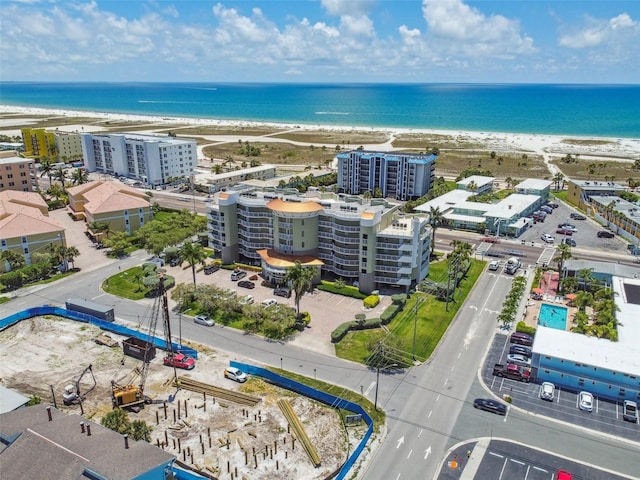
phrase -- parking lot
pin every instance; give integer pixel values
(606, 416)
(327, 310)
(585, 236)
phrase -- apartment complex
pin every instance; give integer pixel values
(25, 226)
(17, 173)
(343, 236)
(403, 176)
(151, 159)
(124, 208)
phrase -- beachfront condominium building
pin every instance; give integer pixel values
(17, 173)
(365, 241)
(151, 159)
(39, 143)
(403, 176)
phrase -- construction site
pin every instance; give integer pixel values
(218, 427)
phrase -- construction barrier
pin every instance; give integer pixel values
(323, 397)
(85, 318)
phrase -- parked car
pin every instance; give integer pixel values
(179, 360)
(237, 275)
(547, 391)
(520, 350)
(568, 226)
(235, 374)
(246, 300)
(517, 359)
(203, 320)
(490, 405)
(282, 292)
(585, 401)
(547, 238)
(209, 269)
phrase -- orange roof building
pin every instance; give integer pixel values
(25, 226)
(342, 236)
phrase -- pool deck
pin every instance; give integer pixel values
(532, 310)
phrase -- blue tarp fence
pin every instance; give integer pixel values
(323, 397)
(83, 317)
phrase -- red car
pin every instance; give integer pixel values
(180, 360)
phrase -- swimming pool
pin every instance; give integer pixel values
(553, 316)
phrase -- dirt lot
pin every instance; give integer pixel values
(41, 354)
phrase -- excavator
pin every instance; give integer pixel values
(131, 396)
(72, 394)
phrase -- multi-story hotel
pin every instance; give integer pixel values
(343, 236)
(403, 176)
(17, 173)
(151, 159)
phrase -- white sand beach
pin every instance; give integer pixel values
(549, 146)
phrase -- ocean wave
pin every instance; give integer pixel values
(332, 113)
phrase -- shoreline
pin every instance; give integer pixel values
(620, 147)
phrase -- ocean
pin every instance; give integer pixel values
(585, 110)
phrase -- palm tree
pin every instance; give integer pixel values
(192, 253)
(436, 218)
(300, 278)
(79, 176)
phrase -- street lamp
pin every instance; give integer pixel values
(375, 402)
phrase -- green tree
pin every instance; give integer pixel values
(193, 253)
(16, 261)
(300, 279)
(79, 176)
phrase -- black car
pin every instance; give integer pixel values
(209, 269)
(282, 292)
(520, 350)
(490, 405)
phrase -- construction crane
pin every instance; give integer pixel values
(72, 394)
(132, 396)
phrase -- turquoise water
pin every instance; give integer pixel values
(553, 316)
(588, 110)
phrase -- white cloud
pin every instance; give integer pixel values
(599, 32)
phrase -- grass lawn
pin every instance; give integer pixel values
(432, 320)
(126, 284)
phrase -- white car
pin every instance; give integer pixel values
(585, 401)
(235, 374)
(246, 300)
(547, 391)
(203, 320)
(518, 359)
(547, 238)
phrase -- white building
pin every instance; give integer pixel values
(152, 159)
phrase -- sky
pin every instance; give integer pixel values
(321, 41)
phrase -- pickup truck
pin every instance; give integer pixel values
(630, 411)
(512, 371)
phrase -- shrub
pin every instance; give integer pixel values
(389, 313)
(351, 292)
(371, 301)
(524, 328)
(340, 331)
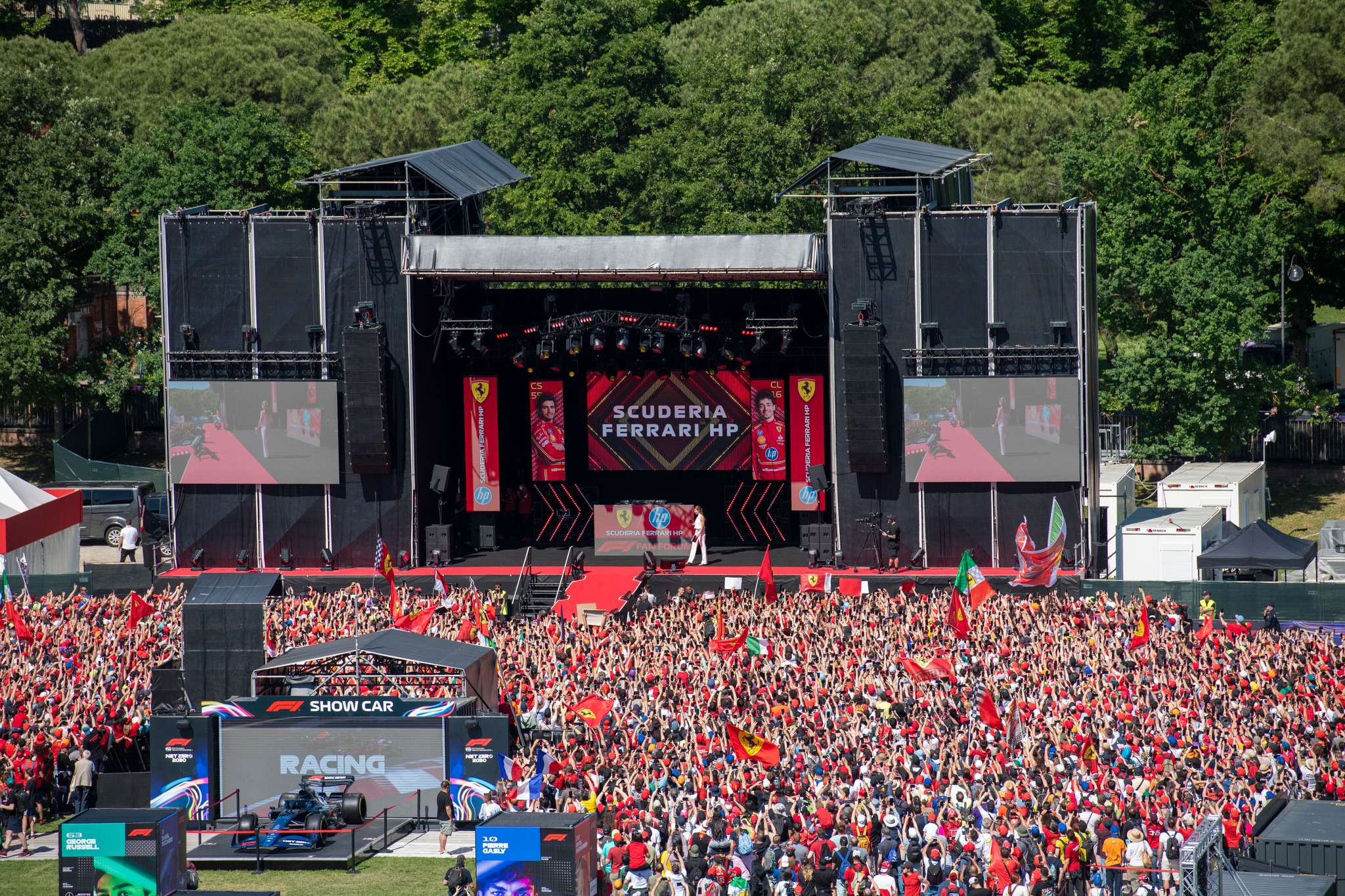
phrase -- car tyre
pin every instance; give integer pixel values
(353, 809)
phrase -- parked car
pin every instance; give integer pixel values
(109, 505)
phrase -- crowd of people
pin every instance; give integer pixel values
(1099, 759)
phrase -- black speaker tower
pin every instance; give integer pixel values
(865, 406)
(366, 399)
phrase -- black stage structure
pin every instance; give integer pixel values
(944, 288)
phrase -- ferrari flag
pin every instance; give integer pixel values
(592, 710)
(748, 746)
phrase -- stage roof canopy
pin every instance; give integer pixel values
(738, 257)
(1259, 545)
(477, 662)
(462, 169)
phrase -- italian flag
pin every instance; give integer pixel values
(970, 584)
(759, 647)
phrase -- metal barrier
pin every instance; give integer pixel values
(1294, 601)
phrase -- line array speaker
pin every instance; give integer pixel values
(366, 399)
(862, 375)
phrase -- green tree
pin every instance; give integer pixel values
(767, 89)
(57, 158)
(1188, 245)
(420, 113)
(1297, 110)
(1024, 128)
(581, 82)
(287, 66)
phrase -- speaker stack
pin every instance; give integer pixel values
(366, 399)
(865, 405)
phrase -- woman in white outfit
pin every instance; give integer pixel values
(263, 425)
(1002, 423)
(698, 536)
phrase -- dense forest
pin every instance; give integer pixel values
(1208, 133)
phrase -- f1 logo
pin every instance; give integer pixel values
(286, 706)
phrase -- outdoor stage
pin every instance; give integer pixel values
(609, 581)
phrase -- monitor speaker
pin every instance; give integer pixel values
(862, 373)
(365, 364)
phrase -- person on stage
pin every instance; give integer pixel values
(891, 534)
(548, 441)
(767, 438)
(698, 536)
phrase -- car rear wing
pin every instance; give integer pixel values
(324, 782)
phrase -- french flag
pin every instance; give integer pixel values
(530, 789)
(546, 765)
(510, 770)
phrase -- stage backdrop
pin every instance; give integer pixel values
(481, 403)
(807, 441)
(546, 406)
(649, 423)
(768, 430)
(630, 530)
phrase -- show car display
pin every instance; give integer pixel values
(303, 819)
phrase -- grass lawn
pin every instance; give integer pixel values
(401, 876)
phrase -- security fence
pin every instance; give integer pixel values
(1294, 601)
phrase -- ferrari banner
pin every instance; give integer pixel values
(749, 746)
(807, 441)
(483, 453)
(768, 430)
(548, 427)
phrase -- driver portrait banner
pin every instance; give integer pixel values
(546, 427)
(807, 441)
(643, 422)
(768, 430)
(481, 421)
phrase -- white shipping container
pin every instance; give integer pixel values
(1238, 488)
(1157, 543)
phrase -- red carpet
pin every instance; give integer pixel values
(970, 461)
(236, 464)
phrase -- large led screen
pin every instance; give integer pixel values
(254, 433)
(389, 758)
(642, 422)
(992, 429)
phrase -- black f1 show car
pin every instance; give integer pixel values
(304, 816)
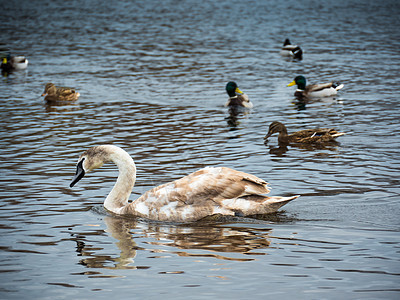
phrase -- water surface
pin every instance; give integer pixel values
(152, 76)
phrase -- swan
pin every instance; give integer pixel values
(236, 96)
(208, 191)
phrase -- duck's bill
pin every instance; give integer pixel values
(80, 172)
(238, 91)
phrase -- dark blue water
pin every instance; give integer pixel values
(151, 77)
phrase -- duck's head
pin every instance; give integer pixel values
(300, 81)
(90, 160)
(49, 89)
(232, 89)
(275, 127)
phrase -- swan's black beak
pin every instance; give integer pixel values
(80, 172)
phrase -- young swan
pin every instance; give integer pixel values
(203, 193)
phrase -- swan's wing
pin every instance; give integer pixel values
(199, 194)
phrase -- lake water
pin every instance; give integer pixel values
(151, 76)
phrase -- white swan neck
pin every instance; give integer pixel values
(118, 198)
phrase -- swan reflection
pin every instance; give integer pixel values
(222, 241)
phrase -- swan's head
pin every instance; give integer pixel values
(91, 159)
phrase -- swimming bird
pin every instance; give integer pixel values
(307, 136)
(53, 93)
(206, 192)
(314, 90)
(11, 63)
(236, 96)
(291, 50)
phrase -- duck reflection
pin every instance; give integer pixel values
(283, 147)
(59, 106)
(215, 240)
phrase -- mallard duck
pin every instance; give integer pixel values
(307, 136)
(11, 63)
(291, 50)
(236, 96)
(206, 192)
(54, 93)
(314, 90)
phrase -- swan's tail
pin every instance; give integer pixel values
(272, 204)
(256, 204)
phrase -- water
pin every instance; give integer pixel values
(151, 77)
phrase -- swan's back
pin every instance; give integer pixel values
(205, 192)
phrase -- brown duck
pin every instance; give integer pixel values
(307, 136)
(54, 93)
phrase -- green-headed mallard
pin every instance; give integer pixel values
(314, 90)
(11, 63)
(291, 50)
(236, 96)
(307, 136)
(53, 93)
(206, 192)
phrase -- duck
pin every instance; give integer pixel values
(53, 93)
(306, 136)
(10, 63)
(210, 191)
(290, 50)
(236, 96)
(314, 90)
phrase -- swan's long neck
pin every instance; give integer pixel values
(119, 195)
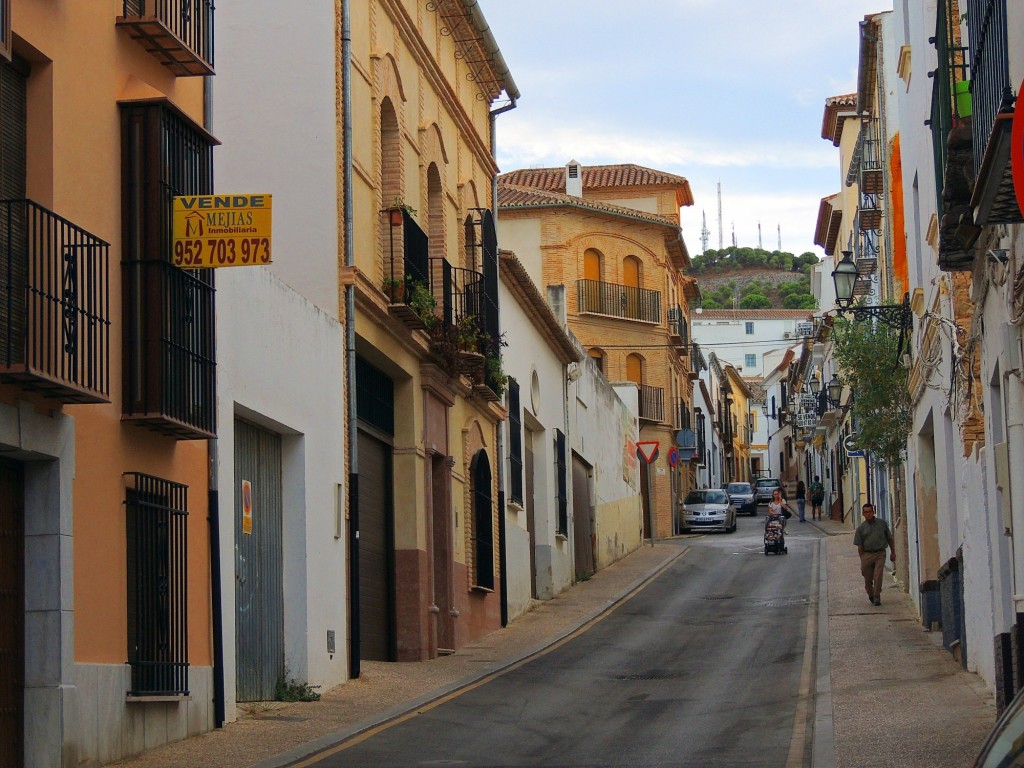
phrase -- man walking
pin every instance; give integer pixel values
(871, 538)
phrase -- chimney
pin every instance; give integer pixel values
(573, 179)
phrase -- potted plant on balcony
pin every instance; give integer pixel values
(422, 301)
(397, 209)
(395, 289)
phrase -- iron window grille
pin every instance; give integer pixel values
(156, 517)
(515, 443)
(169, 382)
(651, 403)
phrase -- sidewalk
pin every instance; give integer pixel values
(897, 697)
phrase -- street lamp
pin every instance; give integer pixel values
(897, 316)
(835, 390)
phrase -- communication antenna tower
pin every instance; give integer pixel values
(720, 244)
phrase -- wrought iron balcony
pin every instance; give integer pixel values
(651, 403)
(616, 300)
(178, 33)
(169, 368)
(54, 305)
(678, 330)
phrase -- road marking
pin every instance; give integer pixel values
(360, 737)
(803, 720)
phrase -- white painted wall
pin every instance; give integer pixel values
(541, 376)
(293, 389)
(281, 346)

# Assigned task
Copy exactly the stretch of data above from the line with "phrase -- person on stage" through the line with "phrase -- white shipping container", and omit all other lines.

# Result of the exercise
phrase -- person on stage
pin every instance; give integer pixel values
(891, 534)
(548, 441)
(767, 438)
(698, 536)
phrase -- car rear wing
pin every instance; give integer pixel values
(324, 782)
phrase -- french flag
pin every instance; give integer pixel values
(530, 789)
(546, 765)
(510, 770)
phrase -- stage backdrop
pin every instance; give integer pixel values
(481, 403)
(807, 441)
(546, 406)
(649, 423)
(768, 430)
(630, 530)
phrase -- show car display
pin every instance; give integer pixel values
(303, 819)
phrase -- grass lawn
pin every instance; give integer pixel values
(401, 876)
phrase -- security fence
pin every instance; give integer pixel values
(1294, 601)
phrase -- ferrari banner
pin every instance; give integer pixel values
(749, 746)
(807, 441)
(483, 453)
(768, 430)
(548, 427)
phrase -- driver portrait banner
pin every instance; give integer pixel values
(546, 427)
(807, 441)
(643, 422)
(768, 430)
(481, 421)
phrase -- white shipping container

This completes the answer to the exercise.